** Opening Dataset content block **
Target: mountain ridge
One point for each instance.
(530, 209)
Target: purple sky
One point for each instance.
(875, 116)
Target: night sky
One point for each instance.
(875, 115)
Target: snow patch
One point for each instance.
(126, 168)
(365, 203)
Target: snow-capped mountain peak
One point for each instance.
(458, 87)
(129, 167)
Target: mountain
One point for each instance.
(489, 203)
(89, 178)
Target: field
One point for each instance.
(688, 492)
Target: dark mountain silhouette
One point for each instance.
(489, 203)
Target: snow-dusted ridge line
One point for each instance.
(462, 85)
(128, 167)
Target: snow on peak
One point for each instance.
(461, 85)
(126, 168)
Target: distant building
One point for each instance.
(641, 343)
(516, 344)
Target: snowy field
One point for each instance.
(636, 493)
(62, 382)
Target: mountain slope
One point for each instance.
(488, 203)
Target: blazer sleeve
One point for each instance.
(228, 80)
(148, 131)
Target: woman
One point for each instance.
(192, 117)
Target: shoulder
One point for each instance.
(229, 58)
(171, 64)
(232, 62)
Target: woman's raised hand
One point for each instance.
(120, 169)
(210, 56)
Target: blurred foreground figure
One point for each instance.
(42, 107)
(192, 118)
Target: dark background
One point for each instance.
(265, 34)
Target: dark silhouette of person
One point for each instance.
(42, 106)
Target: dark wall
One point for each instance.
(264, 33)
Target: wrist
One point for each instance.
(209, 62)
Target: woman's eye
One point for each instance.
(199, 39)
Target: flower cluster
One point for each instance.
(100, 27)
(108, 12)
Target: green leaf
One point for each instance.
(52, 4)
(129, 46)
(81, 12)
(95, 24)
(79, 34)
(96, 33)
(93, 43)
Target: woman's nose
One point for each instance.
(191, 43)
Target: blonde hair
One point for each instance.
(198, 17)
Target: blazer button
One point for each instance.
** Closing Dataset content block **
Instructions to follow:
Write out exactly the lines of the entries above that run from the line containing "Target: dark wall" through the last line, including both.

Worked solution:
Target: dark wall
One point for each instance.
(264, 33)
Target: wrist
One point for each instance.
(209, 62)
Target: woman's eye
One point for each instance.
(199, 39)
Target: flower cluster
One point for each instance.
(100, 27)
(108, 12)
Target: green leaf
One point for each instance.
(52, 4)
(129, 46)
(81, 12)
(95, 24)
(79, 34)
(96, 33)
(93, 43)
Target: woman's nose
One point for each instance.
(191, 43)
Target: blonde hair
One point for each instance.
(198, 17)
Target: blazer button
One point for each instance.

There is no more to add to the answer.